• _REQUIREMENTS_
Reproduce the entries in full, with no changes.

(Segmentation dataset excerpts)
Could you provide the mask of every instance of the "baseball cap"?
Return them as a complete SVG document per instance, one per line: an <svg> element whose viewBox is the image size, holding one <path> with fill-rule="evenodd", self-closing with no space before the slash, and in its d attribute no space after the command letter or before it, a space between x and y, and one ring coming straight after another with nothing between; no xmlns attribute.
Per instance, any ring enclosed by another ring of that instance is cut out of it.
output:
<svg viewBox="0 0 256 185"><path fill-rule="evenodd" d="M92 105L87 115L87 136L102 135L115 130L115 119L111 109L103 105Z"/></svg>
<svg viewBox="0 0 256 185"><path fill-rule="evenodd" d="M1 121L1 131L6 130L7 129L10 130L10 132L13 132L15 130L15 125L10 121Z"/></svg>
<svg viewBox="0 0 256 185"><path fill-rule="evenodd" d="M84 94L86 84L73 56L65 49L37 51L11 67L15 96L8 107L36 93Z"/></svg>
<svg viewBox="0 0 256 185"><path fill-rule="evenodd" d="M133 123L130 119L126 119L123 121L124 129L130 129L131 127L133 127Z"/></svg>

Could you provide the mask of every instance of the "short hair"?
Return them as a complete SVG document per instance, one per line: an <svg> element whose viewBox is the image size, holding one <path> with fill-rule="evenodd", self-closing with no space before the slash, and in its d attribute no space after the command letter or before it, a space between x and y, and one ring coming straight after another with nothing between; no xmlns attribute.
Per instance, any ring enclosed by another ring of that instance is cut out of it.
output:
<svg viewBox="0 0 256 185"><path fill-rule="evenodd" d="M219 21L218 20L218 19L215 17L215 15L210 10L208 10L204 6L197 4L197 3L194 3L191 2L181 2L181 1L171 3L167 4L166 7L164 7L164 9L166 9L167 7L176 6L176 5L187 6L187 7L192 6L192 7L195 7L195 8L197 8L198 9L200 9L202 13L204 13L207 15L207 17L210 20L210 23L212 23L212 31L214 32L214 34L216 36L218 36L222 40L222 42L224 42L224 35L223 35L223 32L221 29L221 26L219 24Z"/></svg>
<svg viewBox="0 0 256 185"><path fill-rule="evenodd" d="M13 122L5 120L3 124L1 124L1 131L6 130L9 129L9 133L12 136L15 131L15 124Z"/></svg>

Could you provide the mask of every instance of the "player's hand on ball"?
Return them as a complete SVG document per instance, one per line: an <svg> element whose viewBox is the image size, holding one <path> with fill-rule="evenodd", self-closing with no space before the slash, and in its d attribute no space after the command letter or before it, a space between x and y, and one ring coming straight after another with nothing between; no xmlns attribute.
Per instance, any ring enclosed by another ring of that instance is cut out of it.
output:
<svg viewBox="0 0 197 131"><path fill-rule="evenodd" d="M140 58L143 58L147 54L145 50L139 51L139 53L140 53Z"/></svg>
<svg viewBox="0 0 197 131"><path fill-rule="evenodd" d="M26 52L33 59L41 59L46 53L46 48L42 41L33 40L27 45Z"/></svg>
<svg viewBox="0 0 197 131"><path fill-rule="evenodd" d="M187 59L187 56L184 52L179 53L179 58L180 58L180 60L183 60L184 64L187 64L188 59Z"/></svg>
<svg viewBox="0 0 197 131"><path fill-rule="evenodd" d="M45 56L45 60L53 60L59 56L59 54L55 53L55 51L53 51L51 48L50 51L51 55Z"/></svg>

• _THE SOLUTION_
Could you provide the mask of every instance of the "baseball cap"?
Return them as a complete SVG document per instance, one per line: an <svg> element whose viewBox is the image size, holding one <path> with fill-rule="evenodd", self-closing with no space before the slash, and in its d attribute no space after the command letter or before it, a space between x and y, and one ring coming straight after another with nothing between; no xmlns attribute.
Per instance, any ring enclosed by another ring of that instance is cut out of it.
output:
<svg viewBox="0 0 256 185"><path fill-rule="evenodd" d="M92 105L87 115L87 136L102 135L115 130L115 119L111 109L103 105Z"/></svg>
<svg viewBox="0 0 256 185"><path fill-rule="evenodd" d="M1 121L1 131L6 130L7 129L10 130L10 132L13 132L15 130L15 125L10 121Z"/></svg>
<svg viewBox="0 0 256 185"><path fill-rule="evenodd" d="M84 94L86 84L73 56L65 49L37 51L11 67L15 96L8 107L36 93Z"/></svg>
<svg viewBox="0 0 256 185"><path fill-rule="evenodd" d="M133 123L130 119L126 119L123 121L124 129L130 129L131 127L133 127Z"/></svg>

Could you provide the mask of every instance of the "short hair"?
Return them as a complete SVG document per instance, one per line: an <svg> element whose viewBox is the image size, holding one <path> with fill-rule="evenodd", self-closing with no space before the slash, and in its d attribute no space after the command letter or before it, a space between x and y, and one ring coming straight after another with nothing between; no xmlns attribute.
Per instance, any ring enclosed by another ring of that instance is cut out of it.
output:
<svg viewBox="0 0 256 185"><path fill-rule="evenodd" d="M219 21L218 20L218 19L215 17L215 15L210 10L208 10L204 6L197 4L197 3L194 3L191 2L181 2L181 1L171 3L167 4L166 7L164 7L164 9L166 9L167 7L176 6L176 5L187 6L187 7L192 6L192 7L195 7L195 8L197 8L198 9L200 9L202 13L204 13L207 15L207 17L210 20L210 23L212 23L212 31L214 32L214 34L216 36L218 36L222 40L222 42L224 42L224 35L223 35L223 32L221 29L221 26L219 24Z"/></svg>
<svg viewBox="0 0 256 185"><path fill-rule="evenodd" d="M13 122L5 120L3 124L1 124L1 131L6 130L9 129L9 133L12 136L15 131L15 124Z"/></svg>

Could you provide the mask of every instance of the "player's hand on ball"?
Return them as a complete SVG document per instance, one per line: an <svg> element whose viewBox is the image size, holding one <path> with fill-rule="evenodd", self-closing with no space before the slash, and in its d attribute no space after the command letter or before it, a space between x and y, and one ring coming straight after another with nothing between; no xmlns attribute.
Per instance, any ring enclosed by another ring of that instance is cut out of it.
output:
<svg viewBox="0 0 197 131"><path fill-rule="evenodd" d="M140 58L143 58L147 54L145 50L139 51L139 53L140 53Z"/></svg>
<svg viewBox="0 0 197 131"><path fill-rule="evenodd" d="M26 52L33 59L41 59L46 53L46 48L42 41L33 40L27 45Z"/></svg>
<svg viewBox="0 0 197 131"><path fill-rule="evenodd" d="M187 59L187 56L184 52L179 53L179 58L180 58L180 60L183 60L184 64L187 64L188 59Z"/></svg>
<svg viewBox="0 0 197 131"><path fill-rule="evenodd" d="M45 56L45 60L53 60L59 56L59 54L55 53L55 51L53 51L51 48L50 51L51 55Z"/></svg>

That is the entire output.